(Data records)

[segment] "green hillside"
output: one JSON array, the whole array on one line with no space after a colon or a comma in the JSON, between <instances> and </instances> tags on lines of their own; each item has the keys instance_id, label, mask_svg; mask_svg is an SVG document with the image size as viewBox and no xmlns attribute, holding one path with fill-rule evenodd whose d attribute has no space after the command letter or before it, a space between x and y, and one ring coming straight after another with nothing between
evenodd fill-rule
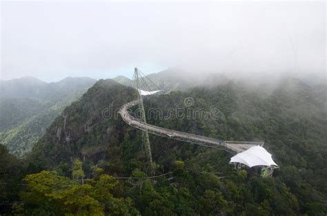
<instances>
[{"instance_id":1,"label":"green hillside","mask_svg":"<svg viewBox=\"0 0 327 216\"><path fill-rule=\"evenodd\" d=\"M0 142L11 153L23 156L62 110L95 82L69 77L50 83L31 77L1 80Z\"/></svg>"}]
</instances>

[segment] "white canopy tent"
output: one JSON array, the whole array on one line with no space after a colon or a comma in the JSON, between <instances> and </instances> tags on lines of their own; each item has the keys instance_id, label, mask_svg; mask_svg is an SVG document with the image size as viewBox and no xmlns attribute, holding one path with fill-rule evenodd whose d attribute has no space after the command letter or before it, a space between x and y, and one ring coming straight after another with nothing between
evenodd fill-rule
<instances>
[{"instance_id":1,"label":"white canopy tent","mask_svg":"<svg viewBox=\"0 0 327 216\"><path fill-rule=\"evenodd\" d=\"M241 163L249 167L255 166L278 167L278 165L271 158L271 155L260 146L252 147L237 154L230 158L230 163Z\"/></svg>"}]
</instances>

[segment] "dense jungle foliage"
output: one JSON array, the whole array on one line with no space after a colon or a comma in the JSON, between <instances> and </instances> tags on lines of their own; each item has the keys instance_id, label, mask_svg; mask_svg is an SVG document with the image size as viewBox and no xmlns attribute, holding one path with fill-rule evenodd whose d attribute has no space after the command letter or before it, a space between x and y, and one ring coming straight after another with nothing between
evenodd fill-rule
<instances>
[{"instance_id":1,"label":"dense jungle foliage","mask_svg":"<svg viewBox=\"0 0 327 216\"><path fill-rule=\"evenodd\" d=\"M135 91L101 80L52 122L26 160L0 146L0 199L8 204L1 213L325 215L326 101L295 78L262 89L230 81L152 96L144 106L148 123L159 127L264 141L279 166L272 177L235 170L223 150L150 135L152 171L141 131L117 114ZM199 109L208 118L188 117Z\"/></svg>"}]
</instances>

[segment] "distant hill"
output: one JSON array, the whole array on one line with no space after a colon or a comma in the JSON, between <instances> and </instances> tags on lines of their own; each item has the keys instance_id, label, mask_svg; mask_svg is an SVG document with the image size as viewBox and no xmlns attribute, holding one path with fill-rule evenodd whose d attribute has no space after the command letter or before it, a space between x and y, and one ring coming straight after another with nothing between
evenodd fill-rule
<instances>
[{"instance_id":1,"label":"distant hill","mask_svg":"<svg viewBox=\"0 0 327 216\"><path fill-rule=\"evenodd\" d=\"M150 74L146 76L154 83L148 83L151 90L160 89L164 93L172 91L187 91L195 87L215 87L231 81L226 76L217 73L199 73L194 72L181 71L177 69L168 69L158 73ZM135 87L135 81L119 76L113 80L120 84ZM148 80L146 78L145 80ZM144 89L146 90L146 89Z\"/></svg>"},{"instance_id":2,"label":"distant hill","mask_svg":"<svg viewBox=\"0 0 327 216\"><path fill-rule=\"evenodd\" d=\"M0 80L0 142L22 156L63 108L95 81L72 77L50 83L33 77Z\"/></svg>"}]
</instances>

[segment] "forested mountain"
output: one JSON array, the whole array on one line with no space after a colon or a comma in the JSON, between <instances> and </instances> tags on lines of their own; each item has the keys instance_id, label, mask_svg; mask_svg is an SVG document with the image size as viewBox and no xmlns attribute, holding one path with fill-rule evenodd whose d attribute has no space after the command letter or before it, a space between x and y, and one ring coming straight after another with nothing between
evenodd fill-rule
<instances>
[{"instance_id":1,"label":"forested mountain","mask_svg":"<svg viewBox=\"0 0 327 216\"><path fill-rule=\"evenodd\" d=\"M248 88L230 80L144 100L146 109L161 109L164 114L176 106L184 109L186 115L188 109L209 113L219 109L215 119L148 116L148 121L228 140L264 140L265 148L279 165L271 178L259 177L250 170L236 171L228 164L232 154L222 150L152 135L156 165L155 173L151 172L141 133L119 116L108 114L135 98L135 93L111 80L98 81L63 111L33 148L22 166L23 175L15 175L19 179L34 173L23 180L28 186L10 188L12 193L21 190L21 195L1 199L22 202L12 209L25 214L327 213L327 113L326 101L319 99L315 88L296 78L286 78L272 91L262 92L260 87ZM190 97L194 104L186 107L184 99ZM2 162L7 164L10 160ZM146 178L161 174L165 175ZM103 193L99 188L108 191ZM4 195L8 194L7 190L3 188Z\"/></svg>"},{"instance_id":2,"label":"forested mountain","mask_svg":"<svg viewBox=\"0 0 327 216\"><path fill-rule=\"evenodd\" d=\"M47 83L32 77L0 81L0 142L19 156L28 152L63 108L95 83L68 77Z\"/></svg>"}]
</instances>

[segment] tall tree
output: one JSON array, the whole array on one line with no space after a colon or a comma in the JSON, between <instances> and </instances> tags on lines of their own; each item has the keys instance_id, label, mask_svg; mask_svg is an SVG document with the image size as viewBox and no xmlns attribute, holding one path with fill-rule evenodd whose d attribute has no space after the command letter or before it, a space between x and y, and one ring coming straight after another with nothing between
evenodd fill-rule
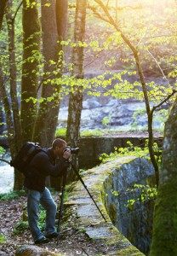
<instances>
[{"instance_id":1,"label":"tall tree","mask_svg":"<svg viewBox=\"0 0 177 256\"><path fill-rule=\"evenodd\" d=\"M165 124L151 256L177 255L177 98Z\"/></svg>"},{"instance_id":2,"label":"tall tree","mask_svg":"<svg viewBox=\"0 0 177 256\"><path fill-rule=\"evenodd\" d=\"M76 79L83 79L83 47L82 43L85 34L87 0L77 0L74 43L72 52L72 75ZM80 44L81 43L81 44ZM77 147L80 134L81 112L83 108L83 88L74 86L70 94L66 140L72 148ZM74 164L77 165L77 158L72 157ZM75 178L74 173L71 174L70 179Z\"/></svg>"},{"instance_id":3,"label":"tall tree","mask_svg":"<svg viewBox=\"0 0 177 256\"><path fill-rule=\"evenodd\" d=\"M58 0L56 5L55 1L42 0L44 74L41 83L43 101L39 106L33 138L45 146L49 146L54 139L60 109L60 87L53 81L60 78L62 72L62 48L60 41L57 43L57 40L59 38L60 41L64 39L67 25L67 9L66 4L61 4L63 2L66 3L67 1ZM58 8L59 3L60 3L60 9ZM50 21L49 22L49 20ZM63 24L62 29L57 29L57 22ZM60 32L59 35L57 31ZM49 98L52 98L52 100L49 100Z\"/></svg>"},{"instance_id":4,"label":"tall tree","mask_svg":"<svg viewBox=\"0 0 177 256\"><path fill-rule=\"evenodd\" d=\"M38 87L38 65L41 26L37 6L32 0L23 1L23 64L21 79L21 125L23 140L31 140Z\"/></svg>"},{"instance_id":5,"label":"tall tree","mask_svg":"<svg viewBox=\"0 0 177 256\"><path fill-rule=\"evenodd\" d=\"M0 30L2 27L3 20L3 15L4 15L7 2L8 2L8 0L1 0L0 1Z\"/></svg>"},{"instance_id":6,"label":"tall tree","mask_svg":"<svg viewBox=\"0 0 177 256\"><path fill-rule=\"evenodd\" d=\"M146 78L144 76L143 73L143 68L141 65L141 55L140 55L140 50L139 49L138 46L135 46L133 42L131 42L131 39L123 32L123 30L122 27L116 23L114 19L112 18L110 9L109 9L109 1L107 3L104 3L103 1L101 0L94 0L95 3L99 4L99 6L101 8L101 9L104 11L104 14L106 15L103 16L101 15L97 10L94 9L94 14L97 15L99 18L103 17L102 19L110 23L117 32L119 32L120 37L123 40L123 42L128 45L128 47L131 49L131 52L133 53L134 61L136 64L136 68L137 72L140 77L140 80L142 86L142 91L143 91L143 96L144 96L144 100L145 100L145 104L146 104L146 114L147 114L147 120L148 120L148 134L149 134L149 140L148 140L148 148L149 148L149 153L150 153L150 157L151 160L152 162L152 165L154 166L155 170L155 176L156 176L156 182L157 185L158 186L158 181L159 181L159 170L158 170L158 165L156 160L156 156L155 156L155 152L153 148L153 143L154 143L154 138L153 138L153 113L155 110L158 108L160 108L164 102L166 102L176 92L175 90L172 91L172 93L168 96L167 96L166 98L164 98L159 104L157 104L156 106L153 106L151 108L150 106L150 98L148 96L148 86L146 80Z\"/></svg>"}]
</instances>

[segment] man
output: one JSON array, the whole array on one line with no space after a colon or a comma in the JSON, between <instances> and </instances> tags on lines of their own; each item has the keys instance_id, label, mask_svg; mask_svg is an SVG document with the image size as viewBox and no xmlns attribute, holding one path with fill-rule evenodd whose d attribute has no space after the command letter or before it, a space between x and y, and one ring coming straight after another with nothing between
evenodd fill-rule
<instances>
[{"instance_id":1,"label":"man","mask_svg":"<svg viewBox=\"0 0 177 256\"><path fill-rule=\"evenodd\" d=\"M45 187L45 179L49 175L59 177L66 171L66 162L71 156L71 150L65 150L66 147L64 140L54 140L52 148L37 153L27 169L24 186L27 190L28 223L35 244L46 243L58 236L55 230L56 205ZM46 210L45 236L37 226L40 203Z\"/></svg>"}]
</instances>

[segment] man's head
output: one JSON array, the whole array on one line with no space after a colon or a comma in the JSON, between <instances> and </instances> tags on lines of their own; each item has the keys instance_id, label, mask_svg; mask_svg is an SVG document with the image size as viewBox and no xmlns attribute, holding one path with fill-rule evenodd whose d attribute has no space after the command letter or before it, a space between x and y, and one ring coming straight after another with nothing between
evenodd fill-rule
<instances>
[{"instance_id":1,"label":"man's head","mask_svg":"<svg viewBox=\"0 0 177 256\"><path fill-rule=\"evenodd\" d=\"M56 157L63 155L64 149L66 147L66 141L64 141L60 138L56 138L52 143L52 148L54 150L54 154Z\"/></svg>"}]
</instances>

- **Task to complete**
Print the entries again verbatim, from the line containing "[segment] man's head" through the end of the entries, including both of those lines.

- **Result of this exercise**
[segment] man's head
output: one JSON array, the whole array on one line with no space after a colon or a comma in the JSON, between <instances> and </instances> tags on lines of their own; each item has the keys instance_id, label, mask_svg; mask_svg is an SVG document with the image size as viewBox and no xmlns attribute, holding one path with fill-rule evenodd whose d attribute has no space after the command letter or before it, a space between x and y, and one ring coming straight after another with nothing between
evenodd fill-rule
<instances>
[{"instance_id":1,"label":"man's head","mask_svg":"<svg viewBox=\"0 0 177 256\"><path fill-rule=\"evenodd\" d=\"M56 157L63 155L64 149L66 147L66 141L64 141L60 138L56 138L52 143L52 148L54 150L54 154Z\"/></svg>"}]
</instances>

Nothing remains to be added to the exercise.